**WHAT THE TASK REQUIRES**. Lay out each line from the one containing "In this photo, where can the tall pantry" through the end of the rows below as a Markdown table with the columns Number and Line. Leave out any blank lines.

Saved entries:
● ● ● ●

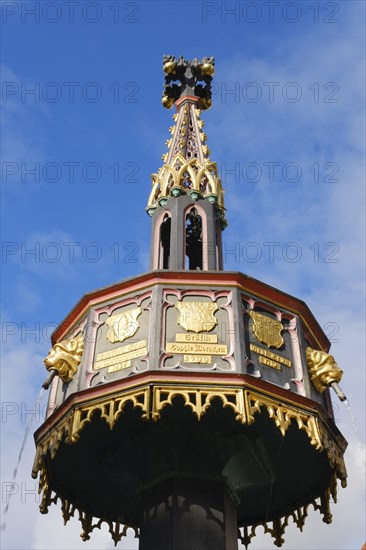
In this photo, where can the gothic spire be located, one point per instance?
(187, 166)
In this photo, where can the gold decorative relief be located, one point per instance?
(323, 369)
(65, 357)
(266, 329)
(198, 399)
(123, 325)
(197, 316)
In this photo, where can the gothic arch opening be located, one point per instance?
(193, 240)
(164, 242)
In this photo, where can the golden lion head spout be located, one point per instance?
(323, 369)
(64, 358)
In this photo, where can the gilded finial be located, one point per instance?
(194, 79)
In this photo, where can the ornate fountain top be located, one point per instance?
(187, 166)
(188, 78)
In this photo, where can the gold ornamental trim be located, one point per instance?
(246, 404)
(69, 428)
(187, 175)
(198, 399)
(321, 503)
(117, 530)
(282, 415)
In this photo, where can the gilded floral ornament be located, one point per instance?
(64, 358)
(267, 330)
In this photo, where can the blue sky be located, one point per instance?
(287, 132)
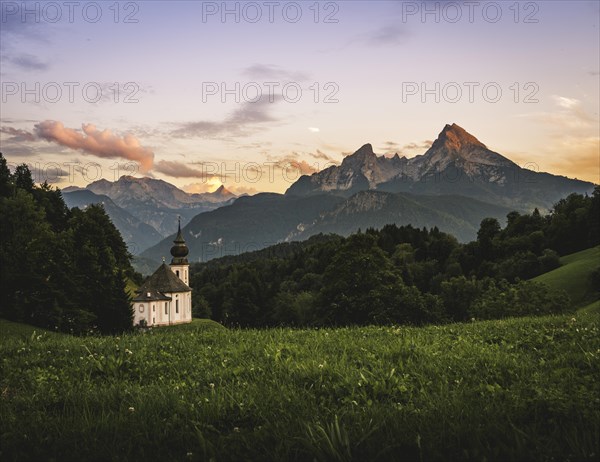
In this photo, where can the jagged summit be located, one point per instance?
(455, 137)
(456, 163)
(222, 191)
(455, 144)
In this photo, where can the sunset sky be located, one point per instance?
(97, 90)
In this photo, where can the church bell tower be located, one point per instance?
(179, 252)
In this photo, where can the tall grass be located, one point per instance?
(517, 389)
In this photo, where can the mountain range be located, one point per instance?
(456, 183)
(145, 210)
(456, 163)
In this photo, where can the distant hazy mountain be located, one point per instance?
(457, 163)
(137, 235)
(250, 223)
(457, 215)
(158, 203)
(253, 223)
(453, 186)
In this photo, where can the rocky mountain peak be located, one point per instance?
(453, 137)
(223, 191)
(364, 154)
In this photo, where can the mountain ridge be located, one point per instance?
(456, 163)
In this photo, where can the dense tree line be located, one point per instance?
(400, 274)
(60, 269)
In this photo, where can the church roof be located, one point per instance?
(150, 295)
(164, 280)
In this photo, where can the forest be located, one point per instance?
(64, 270)
(401, 275)
(68, 270)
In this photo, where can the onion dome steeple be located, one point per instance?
(179, 251)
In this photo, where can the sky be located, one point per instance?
(254, 94)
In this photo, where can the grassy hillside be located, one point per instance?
(574, 276)
(517, 389)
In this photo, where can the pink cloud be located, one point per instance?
(98, 143)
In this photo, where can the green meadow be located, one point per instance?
(516, 389)
(573, 276)
(504, 390)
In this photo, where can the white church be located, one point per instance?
(166, 297)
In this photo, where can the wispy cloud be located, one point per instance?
(178, 169)
(92, 141)
(391, 147)
(250, 118)
(28, 62)
(17, 135)
(271, 72)
(388, 35)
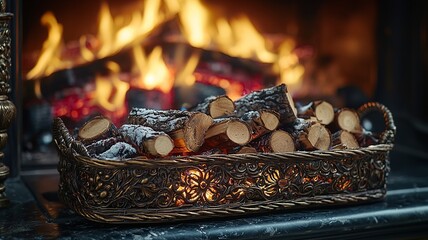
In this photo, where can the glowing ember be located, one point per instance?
(150, 71)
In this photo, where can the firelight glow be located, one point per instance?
(236, 37)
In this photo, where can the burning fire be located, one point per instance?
(198, 27)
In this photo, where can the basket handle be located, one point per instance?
(63, 138)
(388, 135)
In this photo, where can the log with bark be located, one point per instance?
(366, 138)
(344, 140)
(102, 145)
(261, 122)
(119, 151)
(310, 135)
(226, 133)
(146, 140)
(278, 141)
(243, 150)
(321, 110)
(96, 129)
(274, 98)
(187, 129)
(346, 119)
(215, 106)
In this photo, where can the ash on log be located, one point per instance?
(321, 110)
(275, 98)
(102, 145)
(227, 133)
(119, 151)
(215, 106)
(187, 129)
(146, 140)
(278, 141)
(261, 122)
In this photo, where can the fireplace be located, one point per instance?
(104, 57)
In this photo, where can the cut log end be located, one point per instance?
(245, 149)
(346, 139)
(348, 120)
(319, 137)
(95, 129)
(282, 141)
(270, 120)
(162, 146)
(195, 129)
(238, 132)
(324, 112)
(221, 106)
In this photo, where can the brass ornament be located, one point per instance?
(7, 108)
(142, 190)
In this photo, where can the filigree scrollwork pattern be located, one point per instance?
(215, 183)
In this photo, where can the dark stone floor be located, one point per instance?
(36, 213)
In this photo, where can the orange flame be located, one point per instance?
(152, 69)
(236, 37)
(49, 59)
(110, 92)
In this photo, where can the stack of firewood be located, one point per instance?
(262, 121)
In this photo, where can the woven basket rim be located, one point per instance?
(199, 159)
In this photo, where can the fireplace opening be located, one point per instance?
(85, 58)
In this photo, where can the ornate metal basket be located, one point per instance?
(193, 187)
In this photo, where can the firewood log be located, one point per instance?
(102, 145)
(278, 141)
(146, 140)
(261, 122)
(344, 140)
(345, 119)
(274, 98)
(243, 150)
(321, 110)
(226, 133)
(311, 135)
(118, 151)
(187, 129)
(366, 138)
(96, 129)
(215, 106)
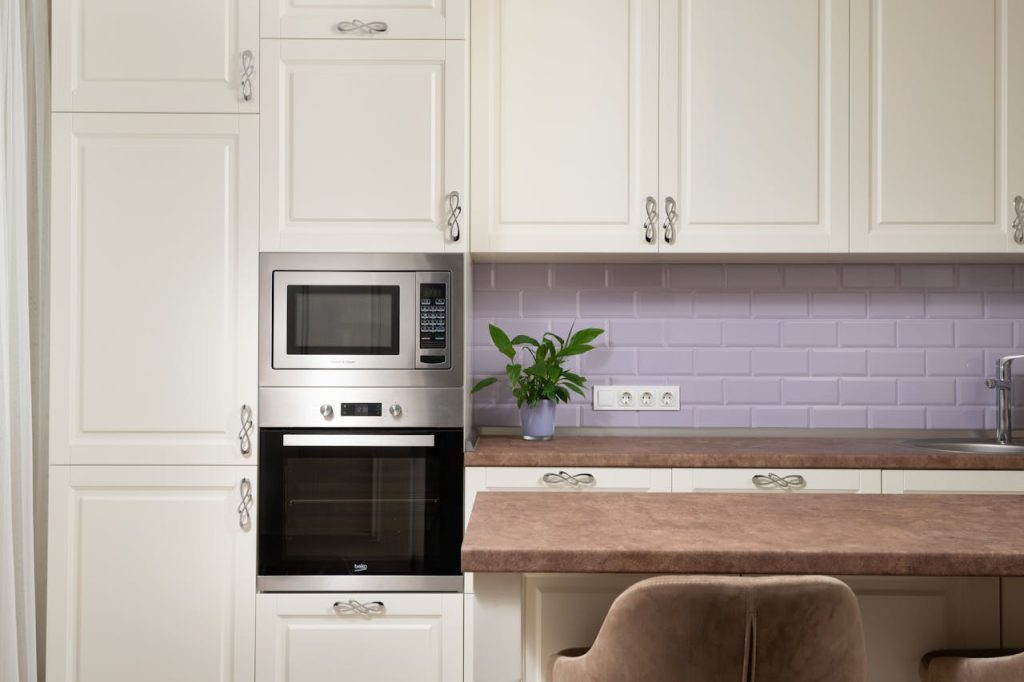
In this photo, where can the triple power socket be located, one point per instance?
(638, 398)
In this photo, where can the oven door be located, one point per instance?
(344, 321)
(360, 509)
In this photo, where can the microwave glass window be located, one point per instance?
(342, 321)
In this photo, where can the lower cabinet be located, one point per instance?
(152, 573)
(383, 637)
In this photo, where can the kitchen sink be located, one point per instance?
(975, 445)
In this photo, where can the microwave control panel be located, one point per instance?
(433, 290)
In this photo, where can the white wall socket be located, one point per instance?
(639, 398)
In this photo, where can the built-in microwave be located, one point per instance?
(360, 320)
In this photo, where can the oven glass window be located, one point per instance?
(342, 321)
(360, 510)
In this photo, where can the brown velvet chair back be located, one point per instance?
(726, 629)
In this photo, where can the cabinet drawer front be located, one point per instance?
(367, 19)
(303, 637)
(967, 482)
(769, 479)
(577, 478)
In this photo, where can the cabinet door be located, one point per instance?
(376, 19)
(564, 148)
(754, 126)
(152, 574)
(776, 480)
(155, 55)
(315, 637)
(937, 130)
(154, 261)
(363, 143)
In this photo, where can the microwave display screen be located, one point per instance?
(342, 321)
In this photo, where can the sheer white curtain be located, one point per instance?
(22, 195)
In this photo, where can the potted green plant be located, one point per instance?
(542, 384)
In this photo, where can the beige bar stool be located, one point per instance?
(984, 666)
(715, 629)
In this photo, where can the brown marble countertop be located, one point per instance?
(811, 453)
(840, 535)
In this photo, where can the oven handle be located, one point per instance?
(357, 440)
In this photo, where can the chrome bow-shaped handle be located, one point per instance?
(1019, 219)
(245, 507)
(353, 607)
(784, 482)
(455, 210)
(649, 225)
(355, 26)
(564, 478)
(245, 440)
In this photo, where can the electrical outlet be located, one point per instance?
(638, 398)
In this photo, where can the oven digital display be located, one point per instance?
(360, 410)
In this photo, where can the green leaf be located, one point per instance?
(483, 383)
(574, 350)
(522, 338)
(501, 341)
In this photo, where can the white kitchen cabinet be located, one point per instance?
(754, 126)
(363, 146)
(315, 637)
(375, 19)
(156, 55)
(152, 574)
(973, 482)
(937, 126)
(776, 480)
(154, 262)
(564, 141)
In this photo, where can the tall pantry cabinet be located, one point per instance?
(154, 260)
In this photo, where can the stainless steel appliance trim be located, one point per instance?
(356, 440)
(359, 583)
(408, 310)
(363, 262)
(295, 408)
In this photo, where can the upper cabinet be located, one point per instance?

● ● ● ●

**REPLY TO THE TASK**.
| Number | Line |
|---|---|
| 1 | In this photo, where can the tall pantry cabinet be located, one point per instance? |
| 2 | (154, 260) |
| 3 | In this photo, where can the stainless steel appliance trim be located, one point per instance? |
| 4 | (356, 440) |
| 5 | (359, 583) |
| 6 | (408, 310) |
| 7 | (363, 262) |
| 8 | (295, 408) |
| 9 | In this photo, where can the upper cabinet be located, one point per instance? |